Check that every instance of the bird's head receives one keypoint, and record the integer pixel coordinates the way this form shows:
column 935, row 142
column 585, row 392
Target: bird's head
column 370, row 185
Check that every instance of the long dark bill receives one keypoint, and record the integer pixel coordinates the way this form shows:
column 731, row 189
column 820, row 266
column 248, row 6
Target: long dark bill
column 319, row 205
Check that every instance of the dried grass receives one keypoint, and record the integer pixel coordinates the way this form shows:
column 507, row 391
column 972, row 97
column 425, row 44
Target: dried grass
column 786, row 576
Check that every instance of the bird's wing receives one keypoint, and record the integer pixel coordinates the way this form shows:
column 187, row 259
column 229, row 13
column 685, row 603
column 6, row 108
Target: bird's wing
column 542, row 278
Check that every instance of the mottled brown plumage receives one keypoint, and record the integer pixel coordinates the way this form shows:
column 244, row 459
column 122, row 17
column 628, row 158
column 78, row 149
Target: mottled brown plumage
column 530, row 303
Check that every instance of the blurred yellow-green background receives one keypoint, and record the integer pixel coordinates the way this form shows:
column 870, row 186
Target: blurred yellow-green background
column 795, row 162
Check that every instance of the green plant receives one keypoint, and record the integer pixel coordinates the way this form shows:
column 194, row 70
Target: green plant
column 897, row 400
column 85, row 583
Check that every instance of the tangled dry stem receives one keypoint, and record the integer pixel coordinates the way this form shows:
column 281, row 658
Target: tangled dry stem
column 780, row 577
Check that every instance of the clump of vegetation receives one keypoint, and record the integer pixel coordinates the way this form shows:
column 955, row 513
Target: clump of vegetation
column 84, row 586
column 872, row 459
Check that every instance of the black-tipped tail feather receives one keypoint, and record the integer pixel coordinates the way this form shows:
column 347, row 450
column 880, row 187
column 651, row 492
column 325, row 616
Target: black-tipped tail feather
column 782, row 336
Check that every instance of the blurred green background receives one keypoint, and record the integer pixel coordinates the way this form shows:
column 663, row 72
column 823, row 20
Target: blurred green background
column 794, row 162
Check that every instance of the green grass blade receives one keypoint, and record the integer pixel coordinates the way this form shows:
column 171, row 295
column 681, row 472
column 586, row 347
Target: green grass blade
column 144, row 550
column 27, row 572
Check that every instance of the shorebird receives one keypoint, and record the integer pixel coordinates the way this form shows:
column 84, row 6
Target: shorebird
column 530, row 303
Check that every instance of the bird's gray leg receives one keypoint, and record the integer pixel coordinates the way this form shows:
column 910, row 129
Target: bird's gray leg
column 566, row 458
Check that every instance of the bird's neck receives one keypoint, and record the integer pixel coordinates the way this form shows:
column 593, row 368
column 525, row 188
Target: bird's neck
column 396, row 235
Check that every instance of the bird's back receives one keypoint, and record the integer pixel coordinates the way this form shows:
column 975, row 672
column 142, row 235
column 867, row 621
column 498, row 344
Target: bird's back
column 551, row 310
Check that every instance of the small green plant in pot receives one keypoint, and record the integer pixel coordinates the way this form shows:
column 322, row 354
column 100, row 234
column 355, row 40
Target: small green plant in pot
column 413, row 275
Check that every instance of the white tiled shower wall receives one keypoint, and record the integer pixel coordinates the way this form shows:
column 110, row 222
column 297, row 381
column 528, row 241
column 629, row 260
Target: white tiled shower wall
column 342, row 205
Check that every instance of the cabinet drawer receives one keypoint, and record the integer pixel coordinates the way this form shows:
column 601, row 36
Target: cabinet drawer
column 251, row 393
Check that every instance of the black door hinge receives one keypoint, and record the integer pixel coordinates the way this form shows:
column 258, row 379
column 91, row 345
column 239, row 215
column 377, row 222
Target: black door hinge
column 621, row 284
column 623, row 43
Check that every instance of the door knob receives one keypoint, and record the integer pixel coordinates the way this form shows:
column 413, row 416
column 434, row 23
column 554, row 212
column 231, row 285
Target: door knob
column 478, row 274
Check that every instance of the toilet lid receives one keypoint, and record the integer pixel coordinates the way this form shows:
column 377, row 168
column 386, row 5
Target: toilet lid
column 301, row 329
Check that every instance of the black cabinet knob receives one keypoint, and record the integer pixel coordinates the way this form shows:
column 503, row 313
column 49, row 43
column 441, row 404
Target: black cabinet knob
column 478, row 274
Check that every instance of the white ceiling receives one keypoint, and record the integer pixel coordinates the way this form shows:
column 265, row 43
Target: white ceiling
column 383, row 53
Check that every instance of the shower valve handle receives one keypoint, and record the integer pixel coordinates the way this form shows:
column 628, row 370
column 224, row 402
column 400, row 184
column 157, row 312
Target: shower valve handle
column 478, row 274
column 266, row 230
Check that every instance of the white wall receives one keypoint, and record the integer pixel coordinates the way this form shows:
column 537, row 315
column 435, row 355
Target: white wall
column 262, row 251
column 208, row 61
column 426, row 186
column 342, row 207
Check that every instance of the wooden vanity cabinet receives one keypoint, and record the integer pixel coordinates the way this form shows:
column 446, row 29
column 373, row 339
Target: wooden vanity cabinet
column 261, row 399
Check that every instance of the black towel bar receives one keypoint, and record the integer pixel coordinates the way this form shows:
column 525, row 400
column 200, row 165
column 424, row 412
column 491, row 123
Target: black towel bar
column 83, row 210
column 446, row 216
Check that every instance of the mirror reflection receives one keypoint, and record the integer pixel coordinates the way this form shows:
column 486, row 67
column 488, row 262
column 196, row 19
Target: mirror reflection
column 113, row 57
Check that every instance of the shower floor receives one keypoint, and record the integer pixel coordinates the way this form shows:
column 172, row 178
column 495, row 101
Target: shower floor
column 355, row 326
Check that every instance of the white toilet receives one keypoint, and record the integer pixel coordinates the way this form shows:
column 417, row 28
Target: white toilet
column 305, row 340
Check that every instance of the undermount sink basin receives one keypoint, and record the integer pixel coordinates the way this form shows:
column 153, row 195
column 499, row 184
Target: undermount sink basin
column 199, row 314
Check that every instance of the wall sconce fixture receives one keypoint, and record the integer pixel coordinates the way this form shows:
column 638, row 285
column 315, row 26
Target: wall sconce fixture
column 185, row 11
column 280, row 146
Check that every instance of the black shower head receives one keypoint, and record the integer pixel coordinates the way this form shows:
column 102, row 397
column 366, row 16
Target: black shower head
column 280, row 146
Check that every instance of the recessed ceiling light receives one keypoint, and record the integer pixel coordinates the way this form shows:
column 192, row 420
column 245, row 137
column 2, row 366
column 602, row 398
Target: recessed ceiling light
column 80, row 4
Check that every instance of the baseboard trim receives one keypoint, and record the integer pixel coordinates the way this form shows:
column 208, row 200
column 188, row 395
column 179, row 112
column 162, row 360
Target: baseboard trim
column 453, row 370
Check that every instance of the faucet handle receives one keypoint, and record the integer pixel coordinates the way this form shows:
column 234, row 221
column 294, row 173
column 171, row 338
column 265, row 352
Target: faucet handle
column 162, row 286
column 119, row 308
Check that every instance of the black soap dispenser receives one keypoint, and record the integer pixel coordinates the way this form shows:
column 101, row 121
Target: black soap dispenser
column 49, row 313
# # # # #
» What the exercise asks:
Retype the records above in full, exactly as they appear.

» Answer box:
Check that every instance of the bird's head receives one keypoint, and record the integer pixel coordinates the way this form shows:
column 935, row 142
column 585, row 392
Target: bird's head
column 370, row 185
Check that every instance of the long dark bill receives one keypoint, and record the integer pixel coordinates the way this form shows:
column 731, row 189
column 820, row 266
column 248, row 6
Target: long dark bill
column 319, row 205
Check that every instance of the dried grass receives one keypoint, and record the integer pixel coordinates the way this form shows:
column 507, row 391
column 972, row 97
column 425, row 44
Target: dried grass
column 786, row 576
Check that every instance of the bird's wing receives one keypoint, and record the integer pixel coordinates the way this form shows:
column 187, row 259
column 229, row 13
column 685, row 603
column 6, row 108
Target: bird's wing
column 542, row 278
Check that every instance of the mottled brown plumage receives one keypoint, and record the integer pixel coordinates the way this form shows:
column 244, row 459
column 122, row 17
column 628, row 158
column 78, row 149
Target: mottled brown plumage
column 530, row 303
Check that every instance of the blurred yellow-green background receives one keypoint, and record the integer pixel coordinates the way this form shows:
column 870, row 186
Target: blurred yellow-green background
column 795, row 162
Check that every instance of the green plant receives one keypoint, and record the integer pixel coordinates the way this form shows:
column 194, row 70
Target: green plant
column 897, row 400
column 85, row 583
Check that every instance of the tangled dry stem receives one keypoint, and record the integer pixel coordinates the way this form shows:
column 281, row 658
Target: tangled dry stem
column 780, row 577
Check that every instance of the clump of vegetation receives one keypoint, and record the integer pixel coordinates the way this form shows:
column 955, row 513
Target: clump of vegetation
column 84, row 586
column 872, row 459
Check that every instance of the black-tipped tail feather receives one keypoint, and record the integer pixel coordinates the way this form shows:
column 347, row 450
column 880, row 187
column 651, row 492
column 325, row 616
Target: black-tipped tail feather
column 782, row 336
Check that every instance of the blurred green background receives one keypoint, and record the integer pixel coordinates the way this form shows:
column 663, row 72
column 823, row 20
Target: blurred green background
column 794, row 162
Check that every instance of the green grass blade receives one keypoint, and record the integer pixel coordinates the way this form shows:
column 171, row 295
column 681, row 472
column 586, row 347
Target: green grass blade
column 144, row 550
column 27, row 572
Check that every instance of the shorebird receives one keypoint, and record the integer pixel coordinates the way this form shows:
column 84, row 6
Target: shorebird
column 530, row 303
Check that every instance of the bird's gray leg receives one keypoint, and record the integer pixel coordinates the way this form shows:
column 910, row 129
Target: bird's gray leg
column 566, row 458
Check that every instance of the bird's neck receives one keypoint, and record the integer pixel coordinates the way this form shows:
column 593, row 368
column 525, row 188
Target: bird's neck
column 396, row 235
Check that every instance of the bird's back receives one keypoint, and record the integer pixel coordinates the way this form shows:
column 975, row 672
column 142, row 235
column 867, row 621
column 498, row 344
Target: bird's back
column 551, row 310
Check that every instance of the small green plant in pot receives one keypoint, and record the integer pixel coordinates the way this form shows:
column 322, row 354
column 100, row 234
column 355, row 40
Target: small green plant in pot
column 413, row 275
Check that every instance of the white tiled shower wall receives one keypoint, and record the integer pixel coordinates the way this form shows:
column 110, row 222
column 297, row 381
column 528, row 241
column 629, row 260
Target: white tiled shower wall
column 342, row 205
Check that every instance of the cabinet drawer receives one keypoint, and record the integer pixel coordinates the way this form shows:
column 601, row 36
Target: cabinet drawer
column 251, row 393
Check that every instance of the black door hinge receives one keypoint, and record the integer pixel coordinates the way this form shows:
column 258, row 379
column 91, row 345
column 239, row 215
column 377, row 222
Target: black door hinge
column 621, row 284
column 623, row 43
Check that every instance of the door knob receives one keypoint, and record the integer pixel coordinates the way this form shows:
column 413, row 416
column 434, row 23
column 554, row 212
column 231, row 285
Target: door knob
column 478, row 274
Check that every instance of the toilet lid receives one keypoint, and record the integer pixel coordinates the way this form shows:
column 377, row 168
column 386, row 5
Target: toilet lid
column 301, row 329
Check that every instance of the black cabinet knob receives one keypoint, and record the integer pixel coordinates the way this form shows:
column 503, row 313
column 49, row 43
column 441, row 404
Target: black cabinet knob
column 478, row 274
Check that every instance of the white ceiling receives one keypoint, and record the integer pixel coordinates the way this form shows:
column 265, row 43
Target: white ceiling
column 383, row 53
Check that every instance of the shower valve handle receives one keypoint, and record the integer pixel coordinates the way this form shows:
column 628, row 370
column 224, row 402
column 400, row 184
column 157, row 312
Target: shower valve handle
column 478, row 274
column 266, row 230
Check that every instance of the white wall receives one keypoint, and record the integer pixel coordinates the way this form shows:
column 537, row 315
column 435, row 355
Target: white wall
column 262, row 251
column 208, row 61
column 426, row 186
column 342, row 207
Check that every instance of the wooden vanity cabinet receives one keypoint, and record the integer pixel coordinates the way this form shows:
column 446, row 29
column 373, row 339
Target: wooden vanity cabinet
column 261, row 399
Check that every instance of the black towel bar receives one keypoint, and record the integer pixel coordinates the way this form shows:
column 525, row 400
column 200, row 165
column 424, row 412
column 491, row 123
Target: black towel bar
column 83, row 210
column 446, row 216
Check that every instance of the mirror reflection receives one keypoint, and record the integer pixel coordinates the way this form shows:
column 486, row 67
column 488, row 262
column 196, row 19
Target: mirror reflection
column 113, row 57
Check that every instance of the shower floor receives one keypoint, and record the integer pixel coordinates the way this form shows:
column 172, row 178
column 495, row 101
Target: shower floor
column 355, row 326
Check that every instance of the white toilet receives one keypoint, and record the integer pixel coordinates the way this form shows:
column 417, row 28
Target: white toilet
column 305, row 340
Check that every instance of the undermount sink basin receives one keypoint, and record the integer pixel coordinates the way this form shows:
column 153, row 195
column 499, row 184
Target: undermount sink basin
column 199, row 314
Check that every instance of the wall sconce fixture receives one keypoint, and record the integer pixel coordinates the way this form shows:
column 638, row 285
column 315, row 26
Target: wall sconce fixture
column 185, row 11
column 280, row 146
Check that every instance of the black shower head receives one keypoint, and record the integer pixel coordinates the way this form shows:
column 102, row 397
column 366, row 16
Target: black shower head
column 280, row 146
Check that every instance of the recessed ceiling light receives one keypoint, and record the integer pixel coordinates the way this form shows:
column 192, row 420
column 245, row 137
column 2, row 366
column 602, row 398
Target: recessed ceiling light
column 80, row 4
Check that every instance of the baseboard trim receives one keypoint, and record the integer pixel coordinates the way this form shows:
column 208, row 200
column 188, row 395
column 179, row 112
column 162, row 360
Target: baseboard trim
column 453, row 370
Check that every instance of the faucet handle receives one keypoint, and record the integer pixel coordinates the way this form shows:
column 234, row 221
column 294, row 173
column 171, row 338
column 265, row 352
Target: faucet handle
column 162, row 286
column 119, row 308
Check that every instance of the black soap dispenser receives one keypoint, and record the integer pixel coordinates the way this form shows:
column 101, row 121
Target: black soap dispenser
column 49, row 313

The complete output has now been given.